— START Source text —

Building the Mandragora: Ashes of Freedom RPG pt.3 – Systems & Implementation
The System for the Mandragora: Ashes of Freedom RPG
The release of the D20 license when Dungeons and Dragons 3rd edition was created (or spawned depending on your point of view) caused something on renaissance in the gaming world. It allowed companies like Paizo to create their Pathfinder RPG, and other small press publishers to release supplements using an existing system- D&D; at the time, a brand leader.
As I’ve mentioned before, I’ve mixed feelings about the whole D20 event: on the one hand it revitalised the industry somewhat; on the other, much of the material released was substandard (poor artwork, no editing, and a lot of individuals flooding the market with product). Not to mention the outcry when 3.5 was released. Nonetheless, it encouraged a lot of RPG designers to make their systems “open-source” to use.
I’ve weighed up the pros and cons of creating my own system – experience has taught me that this isn’t the easiest thing to do. For what is essentially a “vanity” project on my part, I don’t think a new system is required. With that in mind I’m considering using an existing system, and one that I don’t have to pay for: and there’s also the fact that these systems have been largely playtested and are more likely to have had some of their rougher edges smoothed down. The downside being that these rules may become out of date when a new version is released, or possible litigation should the OGL be dropped from the system by the creator.
For Mandragora: Ashes of Freedom RPG, I’m thinking that the FATE system (Fantastic Adventures in Tabletop Entertainment) would be ideal to use. FATE is based on the Fudge RPG, a simple, yet effective system, that is free-to-use under terms of an Open Gaming License (OGL). FATE has been used to create rulesets for The Dresden Files RPG and Spirit of the Century among others, and means that I’ve ready-made rules/mechanics that I can plug and bolt together. All I need to do is provide a page dedicated to OGL (see http://www.faterpg.com/ogl/ for more details).
I like the way that Fate works, reducing much of the mechanics to a simple roll and description. It also lends itself well to the design criteria I had in mind: quick and easy rules that allow a fast pickup for new players, without generic (and stereotypical!) characters – each will have their own abilities.

— END Source text —
— START Raw data —

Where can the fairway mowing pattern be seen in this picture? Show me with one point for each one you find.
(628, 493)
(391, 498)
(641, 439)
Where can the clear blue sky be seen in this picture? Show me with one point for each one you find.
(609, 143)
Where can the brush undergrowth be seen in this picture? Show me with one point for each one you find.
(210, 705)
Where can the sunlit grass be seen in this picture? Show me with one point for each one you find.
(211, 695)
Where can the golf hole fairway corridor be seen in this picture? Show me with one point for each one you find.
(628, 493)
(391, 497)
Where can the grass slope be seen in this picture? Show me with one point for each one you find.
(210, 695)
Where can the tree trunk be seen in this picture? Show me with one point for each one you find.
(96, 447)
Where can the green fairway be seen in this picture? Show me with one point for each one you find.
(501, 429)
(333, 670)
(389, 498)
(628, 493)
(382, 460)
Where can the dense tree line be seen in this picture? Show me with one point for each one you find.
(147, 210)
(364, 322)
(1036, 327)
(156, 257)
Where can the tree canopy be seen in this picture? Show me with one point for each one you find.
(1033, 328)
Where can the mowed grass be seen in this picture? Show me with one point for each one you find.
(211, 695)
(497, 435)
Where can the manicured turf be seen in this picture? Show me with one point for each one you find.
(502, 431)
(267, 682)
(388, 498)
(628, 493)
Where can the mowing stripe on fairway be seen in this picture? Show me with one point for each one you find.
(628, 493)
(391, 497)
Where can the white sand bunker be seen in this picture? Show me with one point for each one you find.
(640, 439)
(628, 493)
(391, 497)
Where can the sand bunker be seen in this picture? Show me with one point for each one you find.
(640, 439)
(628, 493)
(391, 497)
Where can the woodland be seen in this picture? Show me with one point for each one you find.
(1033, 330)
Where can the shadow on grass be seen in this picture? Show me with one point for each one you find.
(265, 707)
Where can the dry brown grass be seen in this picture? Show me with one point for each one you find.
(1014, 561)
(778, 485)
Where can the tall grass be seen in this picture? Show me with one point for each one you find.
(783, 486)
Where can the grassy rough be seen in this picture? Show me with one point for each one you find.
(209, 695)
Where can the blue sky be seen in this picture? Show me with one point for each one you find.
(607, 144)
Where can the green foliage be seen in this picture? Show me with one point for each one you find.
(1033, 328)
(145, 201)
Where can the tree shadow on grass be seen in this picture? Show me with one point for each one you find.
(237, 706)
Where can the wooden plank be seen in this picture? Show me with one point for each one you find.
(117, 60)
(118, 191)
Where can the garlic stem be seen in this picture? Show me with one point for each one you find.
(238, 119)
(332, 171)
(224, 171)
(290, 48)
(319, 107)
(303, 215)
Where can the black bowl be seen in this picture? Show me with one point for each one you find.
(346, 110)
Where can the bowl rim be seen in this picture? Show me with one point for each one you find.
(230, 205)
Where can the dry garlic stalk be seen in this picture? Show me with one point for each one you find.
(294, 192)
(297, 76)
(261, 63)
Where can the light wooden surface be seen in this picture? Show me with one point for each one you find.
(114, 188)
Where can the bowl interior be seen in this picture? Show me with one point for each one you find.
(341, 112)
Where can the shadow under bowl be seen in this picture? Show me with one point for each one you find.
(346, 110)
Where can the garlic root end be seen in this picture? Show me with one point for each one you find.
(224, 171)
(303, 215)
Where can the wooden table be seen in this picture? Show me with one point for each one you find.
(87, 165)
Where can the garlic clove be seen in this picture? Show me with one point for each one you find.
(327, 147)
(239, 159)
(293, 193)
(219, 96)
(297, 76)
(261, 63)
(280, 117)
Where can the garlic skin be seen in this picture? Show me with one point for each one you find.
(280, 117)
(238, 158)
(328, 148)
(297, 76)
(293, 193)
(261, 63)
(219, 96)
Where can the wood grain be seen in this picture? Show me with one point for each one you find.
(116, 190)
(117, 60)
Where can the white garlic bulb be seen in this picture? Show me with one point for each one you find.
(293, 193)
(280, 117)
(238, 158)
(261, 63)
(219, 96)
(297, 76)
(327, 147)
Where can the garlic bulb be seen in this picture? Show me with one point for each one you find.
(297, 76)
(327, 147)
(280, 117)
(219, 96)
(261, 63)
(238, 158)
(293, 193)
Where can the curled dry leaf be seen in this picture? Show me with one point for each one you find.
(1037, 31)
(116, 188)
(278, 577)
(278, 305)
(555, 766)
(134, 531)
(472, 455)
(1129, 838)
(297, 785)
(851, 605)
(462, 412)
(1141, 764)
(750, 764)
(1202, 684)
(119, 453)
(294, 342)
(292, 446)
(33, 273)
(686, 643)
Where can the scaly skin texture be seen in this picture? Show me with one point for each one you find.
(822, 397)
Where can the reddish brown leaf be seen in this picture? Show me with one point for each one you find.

— END Raw data —

Set problem A:
According to the Mandragora RPG post, why is the author considering an existing system instead of creating a new one? Answer in one to three sentences.
Set problem B:
Turn the paragraph of the Mandragora RPG post that begins "For Mandragora: Ashes of Freedom RPG, I'm thinking" into a short bulleted list that keeps its main facts.
Set problem C:
Carry on the Mandragora RPG post from its final sentence, in the same first-person voice.

Result A:
The author has learned from experience that creating a system isn't easy, and a new one doesn't seem necessary for what is essentially a "vanity" project. An existing free system costs nothing and has likely been largely playtested, so some of its rougher edges have probably been smoothed down.

Result B:
- The FATE system (Fantastic Adventures in Tabletop Entertainment) is being considered as ideal for Mandragora: Ashes of Freedom RPG.
- FATE is based on the Fudge RPG, a simple yet effective system that is free to use under an Open Gaming License (OGL).
- FATE has been used for rulesets such as The Dresden Files RPG and Spirit of the Century.
- It provides ready-made rules and mechanics that can be plugged and bolted together.
- The only requirement is a page dedicated to the OGL (details at http://www.faterpg.com/ogl/).

Result C:
There’s a few other things I need to consider as I begin work on the Mandragora: Ashes of Freedom RPG (M:AoF it’s much easier to type!)
Things to consider: Page count
This can be a bit tricky. The average published novel has 250 words a page, and runs about 100,000 words (i.e. 400 pages). RPGs are different – they are a different size, and the number of pages do matter! 300 -400 pages is average for a big meaty rulebook (with lots of illustrations and background), such as the Dresden Files RPG or Deathwatch, although others may have more or less. The number of pages can also have some bearing on what you can use to print the book as hard copy, from either a commercial printer or via a print-on-demand service like Lulu. If you intend to write an adventure, 64 pages is generally good to go with.
Also, you need to figure out how big your page size if going to be and how you intend to lay it out: the words per page for A5 page size and single column text is very different from, say, US Letter. The standard for RPGs is apparently US Letter (8.5″ x 11″) with a paper weight is 80gsm (US: 60 lb) – A4 doesn’t size well for the US market (it’s too tall). If you’re planning to use a fancy format, do your homework with the Printing house.
It’s generally accepted (according to the Game Publishers Association and elsewhere) that the minimum (note that I said minimum!) amount of artwork is 1/4 page art for every 4 pages of text – and that’ll still give you a fairly text heavy book.
There comes a point when you or your editor will need to edit it anyway and possibly cut out some sections. I’ve going to set myself a provisional limit of 300 pages for M:AoF, and stick with the US letter size, with two columns of text on each page.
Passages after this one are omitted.